[Records drawn from a collection]
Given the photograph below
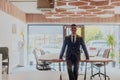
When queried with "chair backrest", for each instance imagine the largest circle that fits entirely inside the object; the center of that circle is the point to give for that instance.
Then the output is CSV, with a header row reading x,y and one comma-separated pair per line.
x,y
4,52
104,53
42,52
35,54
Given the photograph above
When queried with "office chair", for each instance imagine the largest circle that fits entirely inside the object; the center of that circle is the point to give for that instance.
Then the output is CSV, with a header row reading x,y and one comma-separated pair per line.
x,y
5,58
41,65
104,54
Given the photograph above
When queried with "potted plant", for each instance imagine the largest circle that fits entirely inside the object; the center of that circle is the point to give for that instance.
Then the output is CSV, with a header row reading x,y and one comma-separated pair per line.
x,y
111,43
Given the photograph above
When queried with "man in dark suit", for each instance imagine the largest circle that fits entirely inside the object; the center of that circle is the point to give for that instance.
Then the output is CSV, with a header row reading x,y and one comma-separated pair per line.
x,y
73,44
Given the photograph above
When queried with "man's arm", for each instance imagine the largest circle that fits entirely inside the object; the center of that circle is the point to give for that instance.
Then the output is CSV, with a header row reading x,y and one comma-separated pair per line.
x,y
84,48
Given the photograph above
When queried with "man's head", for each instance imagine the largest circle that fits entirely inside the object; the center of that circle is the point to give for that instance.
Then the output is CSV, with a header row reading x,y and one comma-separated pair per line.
x,y
73,29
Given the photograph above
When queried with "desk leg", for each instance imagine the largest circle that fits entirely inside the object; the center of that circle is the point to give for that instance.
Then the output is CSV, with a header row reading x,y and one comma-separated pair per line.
x,y
91,70
105,70
59,66
85,71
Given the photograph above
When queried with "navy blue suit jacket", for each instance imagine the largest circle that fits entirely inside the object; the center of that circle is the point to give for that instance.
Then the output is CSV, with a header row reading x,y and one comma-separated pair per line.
x,y
73,50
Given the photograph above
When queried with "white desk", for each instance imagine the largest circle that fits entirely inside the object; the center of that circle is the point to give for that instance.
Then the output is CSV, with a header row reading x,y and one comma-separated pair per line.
x,y
35,75
0,66
55,58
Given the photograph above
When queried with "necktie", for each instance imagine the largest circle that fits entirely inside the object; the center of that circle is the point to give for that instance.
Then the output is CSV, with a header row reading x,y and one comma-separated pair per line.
x,y
73,39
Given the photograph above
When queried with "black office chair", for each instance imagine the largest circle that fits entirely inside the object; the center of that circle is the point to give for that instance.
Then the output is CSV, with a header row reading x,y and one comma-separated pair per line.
x,y
41,65
5,58
104,54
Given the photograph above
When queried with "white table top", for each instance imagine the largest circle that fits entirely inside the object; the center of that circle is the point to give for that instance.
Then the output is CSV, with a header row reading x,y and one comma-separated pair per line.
x,y
55,58
35,75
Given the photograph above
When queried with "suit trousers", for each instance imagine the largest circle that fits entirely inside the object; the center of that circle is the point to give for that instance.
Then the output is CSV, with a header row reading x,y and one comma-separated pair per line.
x,y
72,68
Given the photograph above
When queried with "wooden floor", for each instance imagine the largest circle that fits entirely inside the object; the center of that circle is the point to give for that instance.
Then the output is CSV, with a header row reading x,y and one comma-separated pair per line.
x,y
114,74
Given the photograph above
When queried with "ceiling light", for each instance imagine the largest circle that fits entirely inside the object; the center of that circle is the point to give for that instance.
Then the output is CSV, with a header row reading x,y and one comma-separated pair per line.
x,y
98,0
105,15
53,17
66,7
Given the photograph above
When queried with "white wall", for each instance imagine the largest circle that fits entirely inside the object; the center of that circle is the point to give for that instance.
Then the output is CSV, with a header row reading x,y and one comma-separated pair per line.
x,y
11,39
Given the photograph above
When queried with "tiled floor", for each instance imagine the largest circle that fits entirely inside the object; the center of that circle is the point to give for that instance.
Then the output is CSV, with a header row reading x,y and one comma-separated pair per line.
x,y
114,73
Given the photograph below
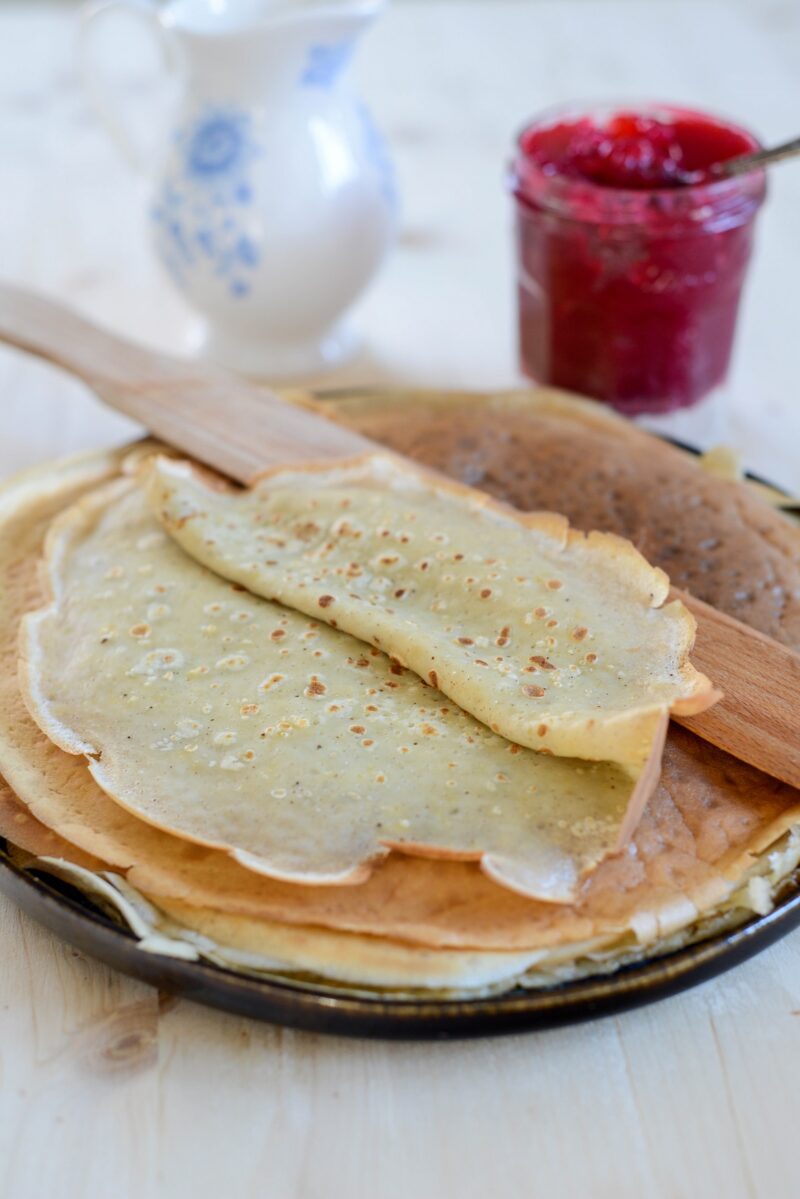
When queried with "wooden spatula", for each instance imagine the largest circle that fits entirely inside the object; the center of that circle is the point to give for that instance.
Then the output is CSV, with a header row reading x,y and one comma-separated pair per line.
x,y
240,428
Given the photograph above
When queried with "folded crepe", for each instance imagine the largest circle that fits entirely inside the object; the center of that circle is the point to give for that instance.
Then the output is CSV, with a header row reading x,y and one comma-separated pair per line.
x,y
558,640
713,844
238,723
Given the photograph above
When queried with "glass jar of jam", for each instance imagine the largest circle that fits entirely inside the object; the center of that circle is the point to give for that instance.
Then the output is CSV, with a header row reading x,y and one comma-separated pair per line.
x,y
629,276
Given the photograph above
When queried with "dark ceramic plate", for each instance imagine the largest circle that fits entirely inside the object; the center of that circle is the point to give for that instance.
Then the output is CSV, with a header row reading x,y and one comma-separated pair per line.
x,y
322,1008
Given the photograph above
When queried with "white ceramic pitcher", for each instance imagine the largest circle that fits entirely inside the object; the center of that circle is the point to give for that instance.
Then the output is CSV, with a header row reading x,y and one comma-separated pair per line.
x,y
274,198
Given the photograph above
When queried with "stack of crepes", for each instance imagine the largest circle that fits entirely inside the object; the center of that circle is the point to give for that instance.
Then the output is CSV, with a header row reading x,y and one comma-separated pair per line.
x,y
365,725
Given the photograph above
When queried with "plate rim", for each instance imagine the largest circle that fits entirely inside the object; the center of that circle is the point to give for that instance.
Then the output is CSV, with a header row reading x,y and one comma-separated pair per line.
x,y
320,1008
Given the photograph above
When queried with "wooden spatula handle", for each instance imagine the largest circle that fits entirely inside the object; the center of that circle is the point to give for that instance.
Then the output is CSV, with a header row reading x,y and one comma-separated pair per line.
x,y
240,429
758,718
217,417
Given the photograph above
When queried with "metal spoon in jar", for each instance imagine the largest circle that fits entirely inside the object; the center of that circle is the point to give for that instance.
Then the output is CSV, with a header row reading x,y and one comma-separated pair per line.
x,y
743,164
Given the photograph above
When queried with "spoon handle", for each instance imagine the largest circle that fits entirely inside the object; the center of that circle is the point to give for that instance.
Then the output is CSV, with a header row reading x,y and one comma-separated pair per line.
x,y
749,162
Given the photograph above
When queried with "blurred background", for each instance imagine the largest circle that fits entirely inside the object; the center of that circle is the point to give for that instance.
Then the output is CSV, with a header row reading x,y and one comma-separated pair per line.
x,y
450,83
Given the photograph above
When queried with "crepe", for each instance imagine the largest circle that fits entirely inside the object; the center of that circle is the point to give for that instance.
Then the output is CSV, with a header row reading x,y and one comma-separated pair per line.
x,y
558,640
711,844
238,723
546,449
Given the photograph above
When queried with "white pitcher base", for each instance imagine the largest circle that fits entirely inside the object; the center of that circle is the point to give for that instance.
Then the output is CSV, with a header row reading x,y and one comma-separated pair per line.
x,y
284,360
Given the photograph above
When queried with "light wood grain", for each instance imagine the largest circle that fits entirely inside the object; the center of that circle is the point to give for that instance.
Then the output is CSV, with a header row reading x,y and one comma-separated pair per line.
x,y
758,718
223,421
693,1097
241,429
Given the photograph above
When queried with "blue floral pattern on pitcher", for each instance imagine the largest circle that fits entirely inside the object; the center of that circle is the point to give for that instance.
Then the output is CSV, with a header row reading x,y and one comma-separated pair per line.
x,y
325,64
202,210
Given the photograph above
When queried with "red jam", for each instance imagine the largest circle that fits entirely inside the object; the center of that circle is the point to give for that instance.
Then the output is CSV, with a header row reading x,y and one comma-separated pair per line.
x,y
630,272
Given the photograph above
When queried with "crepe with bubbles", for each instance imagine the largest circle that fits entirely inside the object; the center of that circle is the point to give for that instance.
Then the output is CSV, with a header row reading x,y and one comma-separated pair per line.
x,y
555,639
236,723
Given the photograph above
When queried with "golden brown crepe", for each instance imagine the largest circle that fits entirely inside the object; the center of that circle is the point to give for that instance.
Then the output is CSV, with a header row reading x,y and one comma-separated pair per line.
x,y
703,833
238,723
558,640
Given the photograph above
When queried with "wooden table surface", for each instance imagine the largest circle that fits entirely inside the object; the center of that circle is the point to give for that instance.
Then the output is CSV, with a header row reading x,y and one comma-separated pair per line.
x,y
109,1089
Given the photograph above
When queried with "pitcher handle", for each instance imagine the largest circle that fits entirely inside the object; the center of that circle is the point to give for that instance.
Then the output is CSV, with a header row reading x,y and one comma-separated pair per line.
x,y
101,95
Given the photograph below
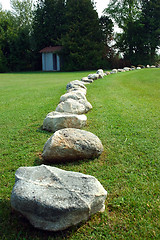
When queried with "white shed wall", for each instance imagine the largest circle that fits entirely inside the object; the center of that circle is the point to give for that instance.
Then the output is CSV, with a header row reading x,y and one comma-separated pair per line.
x,y
47,62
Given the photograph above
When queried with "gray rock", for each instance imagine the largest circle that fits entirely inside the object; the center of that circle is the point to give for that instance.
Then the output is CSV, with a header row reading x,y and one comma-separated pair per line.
x,y
94,76
75,84
86,80
72,144
101,73
55,121
126,69
114,71
77,89
53,199
74,106
76,95
121,70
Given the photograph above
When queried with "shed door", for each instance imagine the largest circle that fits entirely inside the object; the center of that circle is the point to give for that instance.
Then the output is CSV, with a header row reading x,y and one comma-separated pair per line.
x,y
55,62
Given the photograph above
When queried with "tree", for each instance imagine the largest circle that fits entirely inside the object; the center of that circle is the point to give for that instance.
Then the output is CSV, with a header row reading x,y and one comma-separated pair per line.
x,y
126,14
7,38
82,42
139,21
48,23
150,19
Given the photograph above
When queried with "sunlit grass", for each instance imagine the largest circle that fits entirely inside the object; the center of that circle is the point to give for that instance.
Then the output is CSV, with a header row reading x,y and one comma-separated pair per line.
x,y
125,116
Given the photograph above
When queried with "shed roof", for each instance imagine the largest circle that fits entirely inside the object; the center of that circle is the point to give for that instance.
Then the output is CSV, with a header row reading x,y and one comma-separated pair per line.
x,y
51,49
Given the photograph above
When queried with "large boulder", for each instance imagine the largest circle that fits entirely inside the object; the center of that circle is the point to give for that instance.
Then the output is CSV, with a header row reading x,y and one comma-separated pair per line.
x,y
94,76
100,72
74,106
55,121
126,69
114,71
72,144
76,95
86,80
75,84
77,89
53,199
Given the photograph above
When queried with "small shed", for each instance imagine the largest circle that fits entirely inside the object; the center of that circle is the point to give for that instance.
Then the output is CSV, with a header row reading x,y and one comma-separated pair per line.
x,y
51,58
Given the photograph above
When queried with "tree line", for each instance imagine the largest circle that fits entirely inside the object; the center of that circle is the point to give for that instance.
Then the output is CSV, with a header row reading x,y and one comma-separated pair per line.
x,y
87,40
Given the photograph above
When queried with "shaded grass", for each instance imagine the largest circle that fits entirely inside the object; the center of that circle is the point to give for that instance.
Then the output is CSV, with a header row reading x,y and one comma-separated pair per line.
x,y
125,116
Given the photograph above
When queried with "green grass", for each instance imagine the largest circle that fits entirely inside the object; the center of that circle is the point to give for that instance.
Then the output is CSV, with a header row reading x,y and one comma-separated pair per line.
x,y
125,116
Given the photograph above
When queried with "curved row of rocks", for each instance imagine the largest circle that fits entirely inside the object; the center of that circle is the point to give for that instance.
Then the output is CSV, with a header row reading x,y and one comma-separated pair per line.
x,y
53,199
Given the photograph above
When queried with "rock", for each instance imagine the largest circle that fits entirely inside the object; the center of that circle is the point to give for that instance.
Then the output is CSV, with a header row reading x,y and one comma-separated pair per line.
x,y
76,95
74,106
85,79
107,73
100,72
53,199
77,89
121,70
126,69
114,71
75,84
94,76
55,121
72,144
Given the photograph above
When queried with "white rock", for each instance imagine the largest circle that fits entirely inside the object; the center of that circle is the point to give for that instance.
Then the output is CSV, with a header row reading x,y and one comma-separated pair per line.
x,y
121,70
114,71
55,121
75,84
53,199
74,106
76,95
94,76
77,89
126,69
86,80
72,144
101,73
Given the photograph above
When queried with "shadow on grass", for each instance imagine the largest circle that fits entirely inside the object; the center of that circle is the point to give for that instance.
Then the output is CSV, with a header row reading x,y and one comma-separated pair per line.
x,y
13,226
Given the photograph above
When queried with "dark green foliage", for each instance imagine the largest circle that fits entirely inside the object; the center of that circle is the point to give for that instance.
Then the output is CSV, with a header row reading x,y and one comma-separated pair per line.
x,y
125,116
48,23
15,38
140,22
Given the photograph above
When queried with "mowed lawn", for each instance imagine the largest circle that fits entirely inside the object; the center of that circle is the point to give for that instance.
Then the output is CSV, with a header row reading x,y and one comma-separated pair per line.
x,y
125,116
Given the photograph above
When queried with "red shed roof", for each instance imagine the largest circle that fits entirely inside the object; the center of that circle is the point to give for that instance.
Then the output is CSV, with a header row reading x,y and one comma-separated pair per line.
x,y
51,49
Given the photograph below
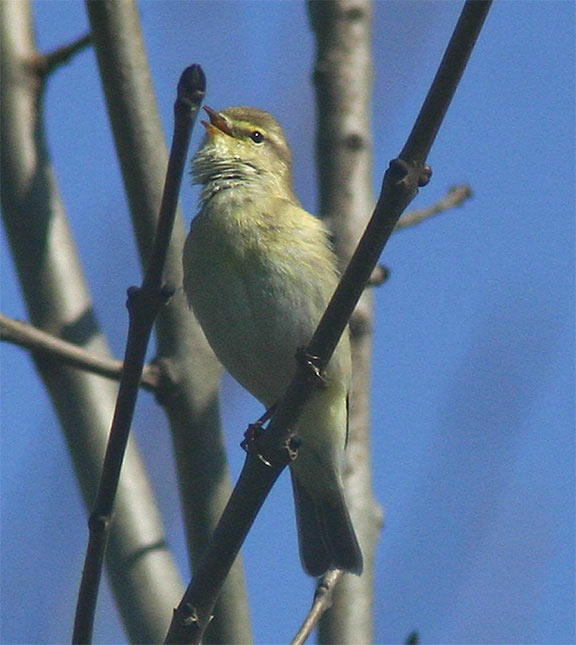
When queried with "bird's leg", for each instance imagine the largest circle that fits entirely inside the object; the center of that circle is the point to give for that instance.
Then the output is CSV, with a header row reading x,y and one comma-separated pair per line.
x,y
254,430
313,372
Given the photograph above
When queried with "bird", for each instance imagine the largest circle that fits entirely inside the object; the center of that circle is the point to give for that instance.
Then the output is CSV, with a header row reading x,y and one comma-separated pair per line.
x,y
259,271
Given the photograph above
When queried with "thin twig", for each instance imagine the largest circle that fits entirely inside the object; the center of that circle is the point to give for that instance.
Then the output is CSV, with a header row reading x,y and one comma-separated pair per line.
x,y
456,196
274,449
46,63
41,342
322,601
143,306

[WHAT YOU NEED TO DO]
Show, copied in full, each line in the records above that contains the string "roof". Case counts.

[RESPONSE TO THE TASK]
When queried with "shed roof", for each instance imagine the largest circle that fits entirely inside the object; the center of that circle is the point to give for that instance.
When queried with "red shed roof", for each instance imagine the largest circle that fits entirely inside the object; the center of that circle is the point to give for that instance.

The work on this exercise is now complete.